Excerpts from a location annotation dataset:
== == ==
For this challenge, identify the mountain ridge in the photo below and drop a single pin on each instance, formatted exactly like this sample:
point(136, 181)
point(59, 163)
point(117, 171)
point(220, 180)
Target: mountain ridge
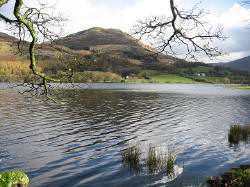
== == ==
The task
Retype all of the lines above without any changes, and leave the picture out.

Result for this exercise
For this challenge, identify the mountain ridge in the photo below and drop a single pin on each instance, formatted exactly like this sample:
point(136, 181)
point(59, 163)
point(117, 171)
point(220, 180)
Target: mountain ridge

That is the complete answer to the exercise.